- _Page excerpt_:
■ ■ ■

Book Awards for Children and Young Adults
09 Aug
7:34

“Landmark title” takes top honours in New
Zealand Book Awards for Children and Young
Adults

Embargoed until 8.15pm,
Wednesday 8 August

“A landmark title
which will stand the test of time” has been crowned the
country’s best book for young readers. Aotearoa: The
New Zealand Story
by Christchurch writer and illustrator
Gavin Bishop received the top honour at the 2018 New Zealand
Book Awards for Children and Young Adults, announced tonight
at an exuberant event at Te Papa in Wellington.
The
judges describe it as a book for every home, school and
library, which can be read and re-read by all ages.

“It’s masterful in its execution – a work of art
that bears repeated and thoughtful reading and viewing of
its vibrant and informative illustrations, a book of
enduring significance in the canon of New Zealand
children’s literature. We’ve seen nothing quite like it
in New Zealand children’s publishing,” says convener of
judges Jeannie Skinner.

As well as winning the
coveted Margaret Mahy Book of the Year
prize, Aotearoa also won the Elsie Locke
Award for Non-Fiction
. The judges described this
category as particularly strong and the most challenging to
whittle down to a shortlist of finalists.

Six other
significant awards were also presented at the ceremony, held
in Te Papa’s atmospheric Te Marae and attended by the
country’s top children’s authors, illustrators,
translators and publishers.

A book for all the
unsung small heroes, I Am Jellyfish, written and
illustrated by Ruth Paul, won the Picture Book
Award
. A humour-filled tale of small but mighty,
its attention to detail impressed the judges.
In a
surprising twist, the winner of both the junior and young
adult fiction awards were one and the same person. Bren
MacDibble’s How to Bee won the Wright
Family Foundation Esther Glen Award for Junior
Fiction
. The book describes a dystopian future
without bees, where children perform the essential task of
pollination. The judges said it was a tale to fire young
readers with awareness and courage for the
future.
MacDibble also claimed the Copyright
Licensing Award for Young Adult Fiction
with In
the Dark Spaces
, written under the pseudonym Cally
Black. This high-concept science fiction novel was cited as
“an impressive tale of world class calibre”.

A
graphic novel was judged the most worthy winner of the
Russell Clark Award for Illustration.
Giants, Trolls, Witches, Beasts, written and
illustrated by Craig Phillips, brings 10 fantastical stories
from mythology and fairy tales to life in superb graphic
style, providing “a freshness to the familiar, and delight
to the previously unknown” with masterful execution.

■ ■ ■

- _Listed records_:
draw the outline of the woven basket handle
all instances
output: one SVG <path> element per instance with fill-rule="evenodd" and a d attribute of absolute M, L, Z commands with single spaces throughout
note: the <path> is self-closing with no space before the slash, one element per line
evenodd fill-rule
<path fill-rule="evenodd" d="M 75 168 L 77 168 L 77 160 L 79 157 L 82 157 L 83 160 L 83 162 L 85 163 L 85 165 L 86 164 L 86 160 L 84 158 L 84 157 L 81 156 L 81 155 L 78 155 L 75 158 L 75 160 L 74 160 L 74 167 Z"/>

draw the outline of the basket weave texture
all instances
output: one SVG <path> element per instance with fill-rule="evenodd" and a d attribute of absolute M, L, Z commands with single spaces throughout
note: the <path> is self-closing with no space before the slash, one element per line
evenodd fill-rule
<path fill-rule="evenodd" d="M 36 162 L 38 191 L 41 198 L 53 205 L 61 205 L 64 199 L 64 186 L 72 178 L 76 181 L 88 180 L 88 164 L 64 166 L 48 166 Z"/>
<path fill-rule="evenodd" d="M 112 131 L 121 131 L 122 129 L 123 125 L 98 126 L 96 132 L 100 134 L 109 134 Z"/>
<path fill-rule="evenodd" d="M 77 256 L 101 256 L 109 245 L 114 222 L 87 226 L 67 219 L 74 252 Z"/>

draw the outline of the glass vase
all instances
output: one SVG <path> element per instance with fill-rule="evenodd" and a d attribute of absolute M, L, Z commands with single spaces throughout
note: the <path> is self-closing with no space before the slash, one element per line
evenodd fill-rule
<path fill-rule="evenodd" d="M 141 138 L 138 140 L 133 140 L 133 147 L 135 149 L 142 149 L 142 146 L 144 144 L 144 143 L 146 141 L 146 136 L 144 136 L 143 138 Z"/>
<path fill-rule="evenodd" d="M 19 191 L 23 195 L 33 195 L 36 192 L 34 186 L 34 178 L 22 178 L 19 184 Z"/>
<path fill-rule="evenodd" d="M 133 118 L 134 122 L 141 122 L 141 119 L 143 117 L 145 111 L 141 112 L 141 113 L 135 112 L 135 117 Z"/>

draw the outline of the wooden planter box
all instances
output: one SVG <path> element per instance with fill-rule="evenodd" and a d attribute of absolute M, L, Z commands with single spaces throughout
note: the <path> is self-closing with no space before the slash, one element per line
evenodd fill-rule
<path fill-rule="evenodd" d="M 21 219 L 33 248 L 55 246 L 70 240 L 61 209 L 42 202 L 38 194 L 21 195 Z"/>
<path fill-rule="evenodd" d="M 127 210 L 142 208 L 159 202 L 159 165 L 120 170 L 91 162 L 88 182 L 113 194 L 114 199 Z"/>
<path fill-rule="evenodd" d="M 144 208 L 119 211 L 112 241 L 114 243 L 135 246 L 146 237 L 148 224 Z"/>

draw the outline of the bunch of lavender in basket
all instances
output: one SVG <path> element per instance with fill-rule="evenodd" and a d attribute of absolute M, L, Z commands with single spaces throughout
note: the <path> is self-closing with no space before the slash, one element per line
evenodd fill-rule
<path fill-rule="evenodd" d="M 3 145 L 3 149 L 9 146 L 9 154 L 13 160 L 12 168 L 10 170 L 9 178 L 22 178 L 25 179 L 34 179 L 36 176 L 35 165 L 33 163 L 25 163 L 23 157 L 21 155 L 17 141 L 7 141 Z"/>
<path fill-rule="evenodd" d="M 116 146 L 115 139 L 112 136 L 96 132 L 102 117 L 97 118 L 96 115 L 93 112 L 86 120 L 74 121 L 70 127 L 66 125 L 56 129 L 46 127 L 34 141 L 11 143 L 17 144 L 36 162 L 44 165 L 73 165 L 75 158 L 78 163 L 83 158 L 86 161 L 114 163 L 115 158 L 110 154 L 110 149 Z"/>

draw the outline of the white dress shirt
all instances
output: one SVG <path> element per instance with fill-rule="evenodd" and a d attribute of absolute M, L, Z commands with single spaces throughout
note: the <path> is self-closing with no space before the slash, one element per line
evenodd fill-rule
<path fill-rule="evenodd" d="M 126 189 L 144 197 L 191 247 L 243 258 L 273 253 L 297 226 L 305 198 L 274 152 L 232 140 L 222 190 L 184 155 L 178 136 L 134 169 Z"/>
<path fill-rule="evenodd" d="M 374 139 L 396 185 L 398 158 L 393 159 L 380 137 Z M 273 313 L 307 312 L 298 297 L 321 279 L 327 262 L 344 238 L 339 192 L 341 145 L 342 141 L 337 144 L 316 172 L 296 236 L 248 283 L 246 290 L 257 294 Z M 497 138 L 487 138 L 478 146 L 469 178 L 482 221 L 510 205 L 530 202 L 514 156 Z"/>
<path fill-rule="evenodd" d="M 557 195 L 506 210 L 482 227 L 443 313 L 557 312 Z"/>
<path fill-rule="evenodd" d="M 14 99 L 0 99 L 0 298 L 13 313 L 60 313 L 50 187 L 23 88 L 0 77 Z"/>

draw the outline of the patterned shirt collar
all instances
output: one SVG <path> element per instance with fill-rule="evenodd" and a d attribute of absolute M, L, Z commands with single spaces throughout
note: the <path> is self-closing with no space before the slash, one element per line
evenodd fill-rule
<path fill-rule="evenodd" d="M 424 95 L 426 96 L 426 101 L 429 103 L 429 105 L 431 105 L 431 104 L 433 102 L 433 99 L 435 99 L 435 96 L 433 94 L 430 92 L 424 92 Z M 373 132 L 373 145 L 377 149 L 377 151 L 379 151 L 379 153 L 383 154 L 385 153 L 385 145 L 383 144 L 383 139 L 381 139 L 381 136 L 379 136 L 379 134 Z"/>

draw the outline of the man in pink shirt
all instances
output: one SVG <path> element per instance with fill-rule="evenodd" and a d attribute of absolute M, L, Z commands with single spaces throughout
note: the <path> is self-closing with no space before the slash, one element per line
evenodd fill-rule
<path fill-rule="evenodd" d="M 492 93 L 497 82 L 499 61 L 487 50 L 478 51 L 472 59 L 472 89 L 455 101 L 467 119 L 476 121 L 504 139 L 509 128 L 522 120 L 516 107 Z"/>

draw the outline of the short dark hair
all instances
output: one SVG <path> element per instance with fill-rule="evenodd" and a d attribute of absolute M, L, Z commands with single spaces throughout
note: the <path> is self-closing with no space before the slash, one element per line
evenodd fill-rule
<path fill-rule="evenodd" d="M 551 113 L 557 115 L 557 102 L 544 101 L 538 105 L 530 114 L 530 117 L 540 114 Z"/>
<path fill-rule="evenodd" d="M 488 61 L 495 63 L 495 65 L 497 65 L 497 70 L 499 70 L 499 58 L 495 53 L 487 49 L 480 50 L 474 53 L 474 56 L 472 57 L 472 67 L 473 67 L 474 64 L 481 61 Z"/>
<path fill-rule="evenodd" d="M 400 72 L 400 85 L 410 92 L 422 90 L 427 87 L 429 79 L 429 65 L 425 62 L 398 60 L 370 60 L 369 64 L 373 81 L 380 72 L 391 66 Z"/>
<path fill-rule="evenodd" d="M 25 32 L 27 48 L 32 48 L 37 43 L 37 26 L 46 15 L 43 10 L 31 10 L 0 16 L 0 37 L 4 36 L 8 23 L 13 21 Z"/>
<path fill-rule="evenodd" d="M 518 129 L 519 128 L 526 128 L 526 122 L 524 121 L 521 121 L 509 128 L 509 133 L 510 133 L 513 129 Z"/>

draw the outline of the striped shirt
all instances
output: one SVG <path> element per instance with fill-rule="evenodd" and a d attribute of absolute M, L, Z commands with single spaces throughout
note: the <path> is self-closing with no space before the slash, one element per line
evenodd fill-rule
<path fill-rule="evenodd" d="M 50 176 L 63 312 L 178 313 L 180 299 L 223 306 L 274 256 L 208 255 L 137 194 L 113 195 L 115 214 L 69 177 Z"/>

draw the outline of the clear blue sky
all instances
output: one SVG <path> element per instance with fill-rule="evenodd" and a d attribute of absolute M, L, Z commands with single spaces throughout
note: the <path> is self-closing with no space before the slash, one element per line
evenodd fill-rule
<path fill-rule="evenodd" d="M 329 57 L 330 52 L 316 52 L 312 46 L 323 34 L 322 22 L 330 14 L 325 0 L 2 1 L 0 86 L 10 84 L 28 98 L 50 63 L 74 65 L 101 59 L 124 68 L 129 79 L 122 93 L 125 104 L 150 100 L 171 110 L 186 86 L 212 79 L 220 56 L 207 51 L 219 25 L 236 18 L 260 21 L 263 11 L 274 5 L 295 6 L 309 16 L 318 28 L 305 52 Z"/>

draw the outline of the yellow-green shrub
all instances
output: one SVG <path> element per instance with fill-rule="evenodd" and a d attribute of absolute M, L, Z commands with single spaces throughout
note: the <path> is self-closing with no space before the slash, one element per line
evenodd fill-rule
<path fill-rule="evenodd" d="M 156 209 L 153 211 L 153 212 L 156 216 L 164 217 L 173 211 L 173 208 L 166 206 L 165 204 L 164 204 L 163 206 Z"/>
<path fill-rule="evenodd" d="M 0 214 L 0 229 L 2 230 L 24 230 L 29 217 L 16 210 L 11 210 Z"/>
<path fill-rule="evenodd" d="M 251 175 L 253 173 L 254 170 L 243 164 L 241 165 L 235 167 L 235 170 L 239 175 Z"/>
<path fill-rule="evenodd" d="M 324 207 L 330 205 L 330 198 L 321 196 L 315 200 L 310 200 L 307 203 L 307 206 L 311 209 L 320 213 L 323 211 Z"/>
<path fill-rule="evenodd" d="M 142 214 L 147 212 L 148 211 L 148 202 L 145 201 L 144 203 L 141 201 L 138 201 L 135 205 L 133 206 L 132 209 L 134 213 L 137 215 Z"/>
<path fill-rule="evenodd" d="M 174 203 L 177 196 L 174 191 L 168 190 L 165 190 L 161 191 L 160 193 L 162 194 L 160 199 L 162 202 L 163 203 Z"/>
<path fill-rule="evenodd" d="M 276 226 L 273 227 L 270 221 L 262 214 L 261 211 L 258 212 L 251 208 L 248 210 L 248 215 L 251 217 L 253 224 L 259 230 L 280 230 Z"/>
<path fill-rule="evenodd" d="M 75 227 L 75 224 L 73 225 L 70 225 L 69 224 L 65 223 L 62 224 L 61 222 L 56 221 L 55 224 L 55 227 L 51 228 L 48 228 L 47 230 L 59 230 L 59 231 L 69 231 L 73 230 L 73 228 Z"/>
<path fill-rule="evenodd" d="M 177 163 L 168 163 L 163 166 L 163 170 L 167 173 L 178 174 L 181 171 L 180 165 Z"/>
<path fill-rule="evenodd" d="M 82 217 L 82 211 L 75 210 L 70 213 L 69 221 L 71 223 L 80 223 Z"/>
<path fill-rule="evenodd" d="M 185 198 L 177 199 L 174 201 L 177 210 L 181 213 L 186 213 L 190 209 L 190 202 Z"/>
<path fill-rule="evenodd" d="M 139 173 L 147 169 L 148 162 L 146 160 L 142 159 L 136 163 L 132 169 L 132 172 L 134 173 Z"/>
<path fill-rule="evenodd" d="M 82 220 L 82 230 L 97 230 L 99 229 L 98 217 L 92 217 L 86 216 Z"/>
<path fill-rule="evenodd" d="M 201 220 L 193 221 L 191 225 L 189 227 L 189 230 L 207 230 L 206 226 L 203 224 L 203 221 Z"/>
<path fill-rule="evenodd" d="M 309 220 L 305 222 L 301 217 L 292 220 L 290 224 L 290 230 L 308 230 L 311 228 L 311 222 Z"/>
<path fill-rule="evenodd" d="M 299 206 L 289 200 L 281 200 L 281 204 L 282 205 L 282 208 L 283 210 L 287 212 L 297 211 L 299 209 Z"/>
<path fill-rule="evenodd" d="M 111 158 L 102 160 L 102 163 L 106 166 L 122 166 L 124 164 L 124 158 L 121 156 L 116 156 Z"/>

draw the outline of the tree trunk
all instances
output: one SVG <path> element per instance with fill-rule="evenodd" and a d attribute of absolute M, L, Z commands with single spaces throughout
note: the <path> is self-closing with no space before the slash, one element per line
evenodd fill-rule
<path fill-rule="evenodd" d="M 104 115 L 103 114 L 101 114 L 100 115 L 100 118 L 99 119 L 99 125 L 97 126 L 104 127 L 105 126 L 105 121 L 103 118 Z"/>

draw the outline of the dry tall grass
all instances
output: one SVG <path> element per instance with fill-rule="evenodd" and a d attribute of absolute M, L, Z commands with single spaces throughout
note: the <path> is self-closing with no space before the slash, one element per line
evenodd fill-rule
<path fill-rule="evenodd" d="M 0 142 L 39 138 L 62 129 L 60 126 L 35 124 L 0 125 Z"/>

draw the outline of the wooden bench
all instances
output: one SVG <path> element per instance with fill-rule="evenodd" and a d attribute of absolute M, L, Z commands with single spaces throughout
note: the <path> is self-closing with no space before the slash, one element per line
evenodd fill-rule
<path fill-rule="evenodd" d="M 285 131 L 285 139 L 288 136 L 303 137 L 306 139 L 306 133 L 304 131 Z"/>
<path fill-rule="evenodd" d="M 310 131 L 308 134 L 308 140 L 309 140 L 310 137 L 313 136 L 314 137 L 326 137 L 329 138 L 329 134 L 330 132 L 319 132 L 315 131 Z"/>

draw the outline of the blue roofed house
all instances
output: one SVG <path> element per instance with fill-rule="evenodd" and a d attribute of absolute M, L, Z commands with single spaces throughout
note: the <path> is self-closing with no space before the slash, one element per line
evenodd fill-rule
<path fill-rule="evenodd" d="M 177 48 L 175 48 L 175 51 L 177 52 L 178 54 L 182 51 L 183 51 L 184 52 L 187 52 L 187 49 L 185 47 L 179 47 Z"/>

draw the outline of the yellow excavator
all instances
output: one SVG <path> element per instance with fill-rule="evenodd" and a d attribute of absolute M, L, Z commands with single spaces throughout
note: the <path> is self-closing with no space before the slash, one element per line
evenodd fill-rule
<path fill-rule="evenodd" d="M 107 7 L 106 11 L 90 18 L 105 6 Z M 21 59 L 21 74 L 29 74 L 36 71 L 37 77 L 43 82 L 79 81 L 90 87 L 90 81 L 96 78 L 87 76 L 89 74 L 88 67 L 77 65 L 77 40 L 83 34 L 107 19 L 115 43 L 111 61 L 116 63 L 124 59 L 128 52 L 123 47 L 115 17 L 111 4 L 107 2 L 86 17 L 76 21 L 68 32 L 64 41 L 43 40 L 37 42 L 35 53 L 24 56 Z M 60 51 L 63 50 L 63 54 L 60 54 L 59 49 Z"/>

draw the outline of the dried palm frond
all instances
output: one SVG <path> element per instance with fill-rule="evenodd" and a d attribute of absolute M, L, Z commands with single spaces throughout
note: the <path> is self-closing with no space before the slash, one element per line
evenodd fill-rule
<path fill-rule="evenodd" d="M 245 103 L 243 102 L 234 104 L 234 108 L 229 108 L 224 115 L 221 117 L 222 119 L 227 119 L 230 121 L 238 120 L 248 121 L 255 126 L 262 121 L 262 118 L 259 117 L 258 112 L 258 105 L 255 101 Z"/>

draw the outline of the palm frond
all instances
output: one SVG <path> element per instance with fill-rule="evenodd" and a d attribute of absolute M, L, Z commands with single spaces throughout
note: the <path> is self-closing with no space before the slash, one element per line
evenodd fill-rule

■ ■ ■

- _Requests_:
(A) Please turn the entries between the line containing "draw the outline of the yellow-green shrub" and the line containing "324 207 L 330", inclusive, into a numbered list, leaving out blank lines.
(B) Extend the article on the 2018 New Zealand Book Awards for Children and Young Adults from the point where it ends.

- _The responses_:
(A)
1. draw the outline of the yellow-green shrub
2. all instances
3. output: one SVG <path> element per instance with fill-rule="evenodd" and a d attribute of absolute M, L, Z commands with single spaces throughout
4. note: the <path> is self-closing with no space before the slash, one element per line
5. evenodd fill-rule
6. <path fill-rule="evenodd" d="M 156 209 L 153 211 L 153 212 L 156 216 L 164 217 L 173 211 L 173 208 L 166 206 L 165 204 L 164 204 L 163 206 Z"/>
7. <path fill-rule="evenodd" d="M 0 214 L 0 229 L 2 230 L 24 230 L 29 217 L 16 210 L 11 210 Z"/>
8. <path fill-rule="evenodd" d="M 251 175 L 253 173 L 254 170 L 243 164 L 241 165 L 235 167 L 235 170 L 239 175 Z"/>
9. <path fill-rule="evenodd" d="M 324 207 L 330 205 L 330 198 L 321 196 L 315 200 L 310 200 L 307 203 L 307 206 L 311 209 L 320 213 L 323 211 Z"/>

(B)
The judges noted the strong showing of the Best
First Book Award
finalists this year and commended
the debut authors and their publishers for tackling
challenging but important issues for teen readers. The
winner was My New Zealand Story: Dawn Raid by Pauline
(Vaeluaga) Smith, which although historical in setting, has
a message the judges felt to be hugely relevant in today’s
geopolitical climate with its debates about immigration.

The Wright Family Foundation Te Kura Pounamu
Award for the best book in te reo Māori
was
awarded to Tu Meke Tūī! by Malcolm Clarke,
translated by Evelyn Tobin and illustrated by FLOX (aka
Hayley King). The panel of judges convened by Te Rōpū
Whakahau particularly praised the expertise of translator
Evelyn Tobin, who they said captured the breath and spirit
of the story skilfully, locating it within a Māori
viewpoint.

An integral part of the New Zealand Book
Awards for Children and Young Adults is the HELL Reading
Challenge, which is reaching record new heights in its fifth
year. The programme encourages children to read all the
finalists’ titles through their schools or local library
and rewards them with free pizza. So far this year, more
than 260,000 pizza reading wheels have been distributed to
over 600 schools and 194 libraries.

The New Zealand
Book Awards for Children and Young Adults are a unique
celebration of the contribution that New Zealand’s
children’s authors and illustrators make to building
national identity and cultural heritage. The awards are made
possible through the generosity, commitment and vision of
funders and sponsors: Creative New Zealand, HELL Pizza, the
Wright Family Foundation, Book Tokens (NZ) Ltd, Copyright
Licensing NZ, LIANZA, Wellington City Council, Nielsen Book
and Te Papa. They are administered by the New Zealand Book
Awards Trust.
The full list of winners for the
2018 New Zealand Book Awards for Children and Young Adults
is:


Margaret Mahy Book of the Year
Award $7,500

Aotearoa: The New Zealand Story,
Written and illustrated by Gavin Bishop of Christchurch
(Penguin Random House)


Picture Book Award
$7,500

I Am Jellyfish, Written and
illustrated by Ruth Paul, Wellington (Penguin Random
House)

Wright Family Foundation Esther Glen
Award for Junior Fiction $7500

How to
Bee,
by Bren MacDibble, Australia (Allen & Unwin)

Copyright Licencing Award for Young Adult
Fiction $7500

In the Dark Spaces, by
Cally Black, Australia (Hardie Grant
Egmont)
Elsie Locke Award for Non-Fiction
$7500

Aotearoa: The New Zealand Story,
Written and illustrated by Gavin Bishop, Christchurch
(Penguin Random House)

Russell Clark Award
for Illustration $7500

Giants, Trolls,
Witches, Beasts
Written and illustrated by Craig
Phillips, Taupo (Allen & Unwin)

Best First
Book Award $2000

My New Zealand Story: Dawn
Raid,
by Pauline (Vaeluaga) Smith, Invercargill
(Scholastic New Zealand)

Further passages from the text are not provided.